### YOUR ASSIGNMENT
Return all the entries word for word.

(Dataset entries)
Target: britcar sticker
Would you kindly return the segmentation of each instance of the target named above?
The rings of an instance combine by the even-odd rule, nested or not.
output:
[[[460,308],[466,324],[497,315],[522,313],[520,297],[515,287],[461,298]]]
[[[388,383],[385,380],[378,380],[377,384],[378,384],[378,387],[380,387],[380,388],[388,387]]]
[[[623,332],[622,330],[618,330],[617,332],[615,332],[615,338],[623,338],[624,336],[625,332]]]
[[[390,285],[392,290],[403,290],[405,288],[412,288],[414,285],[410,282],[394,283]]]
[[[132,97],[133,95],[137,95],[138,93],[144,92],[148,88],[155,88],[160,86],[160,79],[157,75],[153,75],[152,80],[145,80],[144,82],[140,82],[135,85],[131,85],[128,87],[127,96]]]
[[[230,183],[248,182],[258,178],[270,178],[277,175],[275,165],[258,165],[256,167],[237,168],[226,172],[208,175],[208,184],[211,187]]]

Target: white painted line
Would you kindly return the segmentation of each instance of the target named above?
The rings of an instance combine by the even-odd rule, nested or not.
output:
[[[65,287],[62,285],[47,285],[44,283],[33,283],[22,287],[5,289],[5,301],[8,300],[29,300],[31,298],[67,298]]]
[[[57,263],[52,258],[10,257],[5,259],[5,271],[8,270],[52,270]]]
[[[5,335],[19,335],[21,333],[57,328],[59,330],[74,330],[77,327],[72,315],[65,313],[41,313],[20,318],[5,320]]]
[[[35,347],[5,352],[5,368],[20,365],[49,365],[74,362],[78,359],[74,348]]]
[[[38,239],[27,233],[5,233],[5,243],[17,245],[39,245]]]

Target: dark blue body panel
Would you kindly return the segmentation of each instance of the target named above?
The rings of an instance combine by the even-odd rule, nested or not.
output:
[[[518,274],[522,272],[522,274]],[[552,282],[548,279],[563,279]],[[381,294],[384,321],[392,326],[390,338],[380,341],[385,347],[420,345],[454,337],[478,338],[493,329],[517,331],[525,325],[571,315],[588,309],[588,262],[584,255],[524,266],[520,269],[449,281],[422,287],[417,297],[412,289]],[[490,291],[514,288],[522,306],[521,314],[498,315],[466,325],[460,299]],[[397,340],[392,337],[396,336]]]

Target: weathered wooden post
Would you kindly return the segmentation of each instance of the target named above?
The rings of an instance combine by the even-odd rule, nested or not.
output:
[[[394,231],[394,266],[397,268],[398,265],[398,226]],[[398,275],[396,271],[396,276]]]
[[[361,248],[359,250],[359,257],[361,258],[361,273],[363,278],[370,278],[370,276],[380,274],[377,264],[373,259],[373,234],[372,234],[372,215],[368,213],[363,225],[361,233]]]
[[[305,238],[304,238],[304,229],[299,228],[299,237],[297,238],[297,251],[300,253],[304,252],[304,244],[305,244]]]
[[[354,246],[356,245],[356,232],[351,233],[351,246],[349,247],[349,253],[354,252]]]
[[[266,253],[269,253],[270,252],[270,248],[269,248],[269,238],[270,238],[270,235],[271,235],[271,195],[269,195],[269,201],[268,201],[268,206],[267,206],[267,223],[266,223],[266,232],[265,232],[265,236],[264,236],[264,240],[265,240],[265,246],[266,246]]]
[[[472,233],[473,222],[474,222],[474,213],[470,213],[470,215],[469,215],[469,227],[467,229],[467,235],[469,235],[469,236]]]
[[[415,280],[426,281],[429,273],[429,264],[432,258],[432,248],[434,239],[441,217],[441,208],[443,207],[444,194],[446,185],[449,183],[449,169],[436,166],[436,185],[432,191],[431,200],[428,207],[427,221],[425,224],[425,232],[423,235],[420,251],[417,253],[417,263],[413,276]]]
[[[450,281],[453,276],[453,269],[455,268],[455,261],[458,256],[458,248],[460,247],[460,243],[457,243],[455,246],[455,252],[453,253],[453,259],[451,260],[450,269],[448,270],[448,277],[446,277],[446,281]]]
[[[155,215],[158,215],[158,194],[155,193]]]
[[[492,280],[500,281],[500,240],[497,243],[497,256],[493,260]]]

### EXERCISE RESPONSE
Target: britcar sticker
Would you kindly return the segmentation of each instance of the target named above?
The rings of an instance combine by the even-odd rule, nested or not.
output:
[[[460,308],[466,324],[497,315],[522,313],[520,297],[515,287],[461,298]]]
[[[388,383],[385,380],[378,380],[377,384],[378,384],[378,387],[380,387],[380,388],[388,387]]]
[[[623,332],[622,330],[618,330],[617,332],[615,332],[615,338],[623,338],[624,336],[625,332]]]
[[[390,285],[392,290],[403,290],[405,288],[412,288],[414,285],[410,282],[394,283]]]
[[[132,97],[133,95],[137,95],[138,93],[144,92],[148,88],[155,88],[160,86],[160,79],[157,75],[153,75],[152,80],[145,80],[144,82],[140,82],[135,85],[131,85],[128,87],[127,96]]]
[[[230,183],[248,182],[258,178],[270,178],[277,175],[275,165],[258,165],[256,167],[237,168],[226,172],[208,175],[208,184],[211,187]]]

Target: white painted line
Would you kindly return the segmentation of each instance of the target named above?
The rings of an instance combine by the even-odd rule, nested or not.
output:
[[[65,287],[62,285],[47,285],[44,283],[33,283],[22,287],[5,289],[5,301],[8,300],[29,300],[31,298],[67,298]]]
[[[57,263],[52,258],[10,257],[5,259],[5,271],[8,270],[52,270]]]
[[[5,335],[19,335],[21,333],[57,328],[59,330],[74,330],[77,327],[72,315],[65,313],[41,313],[20,318],[5,320]]]
[[[35,347],[5,352],[5,368],[20,365],[49,365],[74,362],[78,359],[74,348]]]
[[[38,239],[27,233],[5,233],[5,243],[17,245],[39,245]]]

Target: dark blue body panel
Would you kindly return the segmentation of each instance of the target named above?
The rings of an instance combine by the even-odd rule, nested or not.
output:
[[[518,274],[522,272],[522,274]],[[552,282],[548,279],[563,279]],[[381,294],[384,321],[392,326],[390,338],[380,341],[385,347],[420,345],[454,337],[478,338],[493,329],[517,331],[525,325],[571,315],[588,309],[588,262],[584,255],[524,266],[520,269],[449,281],[422,287],[417,297],[412,289]],[[490,291],[514,288],[522,306],[521,314],[498,315],[466,325],[460,299]],[[397,340],[392,337],[396,336]]]

Target: weathered wooden post
Would you kindly return the segmentation of each instance of the target named above?
The rings of an instance combine by the even-odd rule, nested or not.
output:
[[[394,231],[394,266],[397,268],[398,265],[398,226]],[[398,275],[396,271],[396,276]]]
[[[361,248],[359,250],[359,257],[361,258],[361,273],[363,278],[370,278],[370,276],[380,274],[377,264],[373,259],[373,234],[372,234],[372,215],[368,213],[363,225],[361,233]]]
[[[305,238],[304,238],[304,229],[299,228],[299,237],[297,238],[297,251],[300,253],[304,252],[304,244],[305,244]]]
[[[354,246],[356,245],[356,232],[351,233],[351,246],[349,247],[349,253],[354,252]]]
[[[266,253],[269,253],[270,252],[270,248],[269,248],[269,238],[270,238],[270,235],[271,235],[271,195],[269,195],[269,201],[268,201],[268,206],[267,206],[267,223],[266,223],[266,232],[265,232],[265,236],[264,236],[264,240],[265,240],[265,246],[266,246]]]
[[[472,233],[473,222],[474,222],[474,213],[470,213],[470,215],[469,215],[469,227],[467,229],[467,235],[469,235],[469,236]]]
[[[415,280],[426,281],[429,273],[429,264],[432,258],[432,248],[434,239],[441,217],[441,208],[443,207],[444,194],[446,185],[449,183],[449,169],[436,166],[436,185],[432,191],[431,200],[428,207],[427,221],[425,224],[425,232],[423,235],[420,251],[417,253],[417,263],[413,276]]]
[[[450,281],[453,276],[453,269],[455,268],[455,261],[458,256],[458,248],[460,247],[460,243],[457,243],[455,246],[455,252],[453,253],[453,259],[451,260],[450,269],[448,270],[448,277],[446,277],[446,281]]]
[[[155,215],[158,215],[158,194],[155,193]]]
[[[492,280],[500,281],[500,240],[497,243],[497,256],[493,260]]]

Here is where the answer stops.